__Raw data__:
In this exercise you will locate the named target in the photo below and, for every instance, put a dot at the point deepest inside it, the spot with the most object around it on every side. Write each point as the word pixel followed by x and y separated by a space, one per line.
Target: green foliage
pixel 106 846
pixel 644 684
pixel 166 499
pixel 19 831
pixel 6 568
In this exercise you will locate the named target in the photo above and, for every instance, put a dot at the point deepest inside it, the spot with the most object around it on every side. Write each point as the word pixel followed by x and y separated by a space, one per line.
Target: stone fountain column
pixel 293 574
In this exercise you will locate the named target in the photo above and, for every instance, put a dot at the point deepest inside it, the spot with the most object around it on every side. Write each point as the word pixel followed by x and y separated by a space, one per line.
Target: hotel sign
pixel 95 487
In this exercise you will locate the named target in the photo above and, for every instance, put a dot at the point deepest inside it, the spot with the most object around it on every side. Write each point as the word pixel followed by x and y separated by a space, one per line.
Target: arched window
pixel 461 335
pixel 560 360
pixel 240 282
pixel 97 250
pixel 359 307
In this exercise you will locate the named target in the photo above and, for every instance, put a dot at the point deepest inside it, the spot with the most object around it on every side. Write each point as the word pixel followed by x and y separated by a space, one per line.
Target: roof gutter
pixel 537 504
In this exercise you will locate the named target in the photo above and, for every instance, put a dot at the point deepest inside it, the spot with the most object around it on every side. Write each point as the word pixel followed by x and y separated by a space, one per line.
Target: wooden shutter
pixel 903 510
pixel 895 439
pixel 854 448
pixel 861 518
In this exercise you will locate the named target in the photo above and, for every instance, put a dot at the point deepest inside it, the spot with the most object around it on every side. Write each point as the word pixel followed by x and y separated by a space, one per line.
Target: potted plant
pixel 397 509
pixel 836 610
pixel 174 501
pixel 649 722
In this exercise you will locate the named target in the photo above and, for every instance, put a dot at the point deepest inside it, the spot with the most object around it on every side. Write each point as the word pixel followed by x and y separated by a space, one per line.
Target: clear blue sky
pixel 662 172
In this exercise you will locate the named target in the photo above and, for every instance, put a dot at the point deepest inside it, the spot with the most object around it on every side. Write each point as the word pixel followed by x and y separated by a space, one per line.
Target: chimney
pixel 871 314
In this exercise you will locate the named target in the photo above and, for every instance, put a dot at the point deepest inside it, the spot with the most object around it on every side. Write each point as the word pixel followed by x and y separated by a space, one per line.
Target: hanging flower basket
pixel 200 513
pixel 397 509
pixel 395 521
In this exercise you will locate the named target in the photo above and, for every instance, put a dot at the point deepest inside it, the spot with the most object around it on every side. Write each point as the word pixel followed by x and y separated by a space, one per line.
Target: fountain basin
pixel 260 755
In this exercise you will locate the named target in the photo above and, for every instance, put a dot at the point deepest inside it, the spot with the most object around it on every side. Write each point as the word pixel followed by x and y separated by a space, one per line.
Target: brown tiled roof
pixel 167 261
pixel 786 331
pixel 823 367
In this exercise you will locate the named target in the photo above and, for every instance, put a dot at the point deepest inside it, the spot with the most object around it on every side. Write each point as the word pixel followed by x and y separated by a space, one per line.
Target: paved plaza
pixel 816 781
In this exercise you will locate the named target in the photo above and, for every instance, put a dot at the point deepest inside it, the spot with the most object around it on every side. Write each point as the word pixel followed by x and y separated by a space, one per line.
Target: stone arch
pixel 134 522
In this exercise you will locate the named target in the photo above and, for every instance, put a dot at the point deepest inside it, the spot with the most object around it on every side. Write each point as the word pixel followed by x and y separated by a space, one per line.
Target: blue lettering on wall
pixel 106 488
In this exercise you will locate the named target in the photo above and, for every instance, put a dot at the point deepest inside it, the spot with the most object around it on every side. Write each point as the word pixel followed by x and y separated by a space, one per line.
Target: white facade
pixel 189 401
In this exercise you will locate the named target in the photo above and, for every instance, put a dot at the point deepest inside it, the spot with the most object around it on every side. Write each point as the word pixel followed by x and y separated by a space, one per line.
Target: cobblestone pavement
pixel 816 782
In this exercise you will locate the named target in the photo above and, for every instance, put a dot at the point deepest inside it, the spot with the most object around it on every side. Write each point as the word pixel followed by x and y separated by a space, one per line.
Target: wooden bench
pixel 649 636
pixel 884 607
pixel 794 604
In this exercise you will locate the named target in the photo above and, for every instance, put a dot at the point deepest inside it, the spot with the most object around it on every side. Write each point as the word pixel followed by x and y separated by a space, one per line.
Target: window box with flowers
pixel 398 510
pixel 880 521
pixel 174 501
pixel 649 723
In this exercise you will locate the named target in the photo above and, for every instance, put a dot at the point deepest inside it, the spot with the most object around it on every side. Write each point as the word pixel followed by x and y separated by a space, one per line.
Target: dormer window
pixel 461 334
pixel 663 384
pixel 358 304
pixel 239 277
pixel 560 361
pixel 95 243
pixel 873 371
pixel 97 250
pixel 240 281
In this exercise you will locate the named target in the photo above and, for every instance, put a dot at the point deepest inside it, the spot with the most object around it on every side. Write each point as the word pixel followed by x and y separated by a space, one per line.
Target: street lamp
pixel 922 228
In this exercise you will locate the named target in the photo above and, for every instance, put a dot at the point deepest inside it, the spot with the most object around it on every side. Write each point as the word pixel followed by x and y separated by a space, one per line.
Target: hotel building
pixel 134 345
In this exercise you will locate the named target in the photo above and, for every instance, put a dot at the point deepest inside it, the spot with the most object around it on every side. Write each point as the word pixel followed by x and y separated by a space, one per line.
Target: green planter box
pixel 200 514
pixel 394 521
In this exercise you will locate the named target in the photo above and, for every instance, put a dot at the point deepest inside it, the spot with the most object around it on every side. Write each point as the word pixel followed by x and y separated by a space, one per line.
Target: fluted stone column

__The problem__:
Line by line, set the records above down again exactly.

__Finished task__:
In this exercise you will locate the named target in the photo below and, for every instance, put a dot at the point deepest inside it, the spot with the most object around it on every side. Write each point as the word pixel followed by x and y separated by a space, one per line.
Target: green foliage
pixel 106 846
pixel 644 684
pixel 166 499
pixel 19 831
pixel 6 568
In this exercise you will locate the named target in the photo above and, for every instance, put a dot at the point deepest inside it, the spot with the most object around it on every side. Write each point as the word pixel followed by x and y separated by a space, one per line.
Target: stone fountain column
pixel 293 574
In this exercise you will locate the named target in the photo above and, for every instance, put a dot at the point deepest inside it, the spot with the most object around it on every side. Write each point as the word pixel followed by x and y separated by a space, one per line.
Target: hotel sign
pixel 95 487
In this exercise you will locate the named target in the photo above and, for every instance, put a dot at the point deepest inside it, the spot with the most object around it on every side. Write each point as the word pixel followed by x and y separated by a space, one per line.
Target: arched window
pixel 461 335
pixel 560 360
pixel 240 282
pixel 97 250
pixel 359 307
In this exercise you will locate the named target in the photo above and, for every instance, put a dot at the point deepest inside it, the spot with the most object around it on every side. Write each point as the word pixel followed by x and y separated by a space, one per line.
Target: roof gutter
pixel 537 504
In this exercise you will locate the named target in the photo above and, for every instance, put a dot at the point deepest inside it, the spot with the most object around it on every side. Write each point as the word pixel followed by x and y separated by a space, one per line.
Target: wooden shutter
pixel 903 510
pixel 895 439
pixel 854 448
pixel 861 518
In this exercise you will locate the named target in the photo above and, for every instance, put a dot at the point deepest inside it, the spot with the most object around it on every side. Write each point as the word pixel followed by x and y separated by a space, one per line.
Target: potted plant
pixel 397 509
pixel 836 610
pixel 174 501
pixel 649 722
In this exercise you will locate the named target in the photo above and, for every instance, put a dot at the point deepest inside it, the spot with the most object around it on every side. Write each point as the word pixel followed by x and y separated by a space, one per line.
Target: clear blue sky
pixel 662 172
In this exercise you will locate the named target in the photo above and, for every instance, put a dot at the point deepest inside it, the spot with the most object around it on every side. Write each point as the word pixel followed by x and y separated by a space, one per line.
Target: chimney
pixel 871 314
In this exercise you will locate the named target in the photo above and, for every instance, put a dot at the point deepest inside it, the spot with the most object around it on every side. Write each point as the word pixel followed by x and y separated by a space, one per line.
Target: hanging flower basket
pixel 200 513
pixel 397 509
pixel 395 521
In this exercise you will locate the named target in the photo above and, for every instance, put a dot at the point deepest inside it, the spot with the most object around it on every side. Write each point as the word pixel followed by x and y separated by a space, one per line.
Target: fountain basin
pixel 260 755
In this exercise you will locate the named target in the photo above and, for every instance, put a dot at the point deepest inside it, the spot with the most object around it on every side. Write each point as the word pixel followed by x and y separated by a space, one per line.
Target: brown tiled roof
pixel 167 261
pixel 786 331
pixel 823 367
In this exercise you will locate the named target in the photo above and, for every instance, put a dot at the point deepest inside it, the spot with the most object around it on every side. Write each point as the word pixel followed by x and y separated by a space, one per line.
Target: paved plaza
pixel 816 781
In this exercise you will locate the named target in the photo above and, for every instance, put a dot at the point deepest inside it, the spot with the most object around it on every side. Write each point as the word pixel followed by x and y separated by a space, one per line.
Target: stone arch
pixel 134 522
In this exercise you will locate the named target in the photo above and, for every instance, put a dot at the point deepest inside it, the spot with the most object around it on every side. Write each point as the word pixel followed by x and y separated by a space, one per line.
Target: blue lettering on wall
pixel 106 488
In this exercise you will locate the named target in the photo above and, for every instance, put a dot at the point deepest inside it, the spot with the most object around it on every side. Write each point as the word pixel followed by x and y separated by a space, one per line.
Target: white facade
pixel 189 401
In this exercise you will locate the named target in the photo above and, for every instance, put a dot at the point deepest inside it, the spot with the most object around it on every side. Write each point as the word pixel followed by x and y separated by a space, one per line.
Target: cobblestone pavement
pixel 816 782
In this exercise you will locate the named target in the photo above and, for every instance, put a dot at the point deepest inside it, the spot with the most object around it on every side. Write each point as the word pixel followed by x and y separated by a space, one per line.
Target: wooden bench
pixel 649 636
pixel 884 607
pixel 794 604
In this exercise you will locate the named target in the photo above and, for every instance, put a dot at the point deepest inside it, the spot with the most object around it on every side. Write each point as the word pixel followed by x and y separated by a space, one per line.
Target: window box with flowers
pixel 398 510
pixel 880 521
pixel 174 501
pixel 649 723
In this exercise you will locate the named target in the photo above and, for every instance, put a dot at the point deepest inside it, the spot with the most object around it on every side. Write each point as the word pixel followed by x and y separated by a space, one per line.
Target: dormer window
pixel 461 334
pixel 663 384
pixel 358 304
pixel 239 277
pixel 560 361
pixel 95 243
pixel 873 371
pixel 97 250
pixel 240 281
In this exercise you will locate the named target in the photo above and, for every instance, put a dot at the point deepest inside it, the spot with the most object around it on every side. Write each point as the word pixel followed by x and y separated by a space, one per line.
Target: street lamp
pixel 922 228
In this exercise you will locate the named target in the photo above and, for every instance, put a dot at the point deepest inside it, the spot with the most object around it on every side. Write each point as the word pixel followed by x and y separated by a space, one per line.
Target: hotel building
pixel 134 345
In this exercise you will locate the named target in the photo above and, for every instance, put a dot at the point deepest inside it, the spot with the most object around it on every side. Write each point as the word pixel followed by x and y separated by a space, one per line.
Target: green planter box
pixel 200 514
pixel 394 521
In this exercise you will locate the named target in the photo above and, for every instance, put a dot at the point deepest inside it, the spot with the most object around it on every side. Write each point as the word pixel followed by x and y separated by a space, one per line.
Target: fluted stone column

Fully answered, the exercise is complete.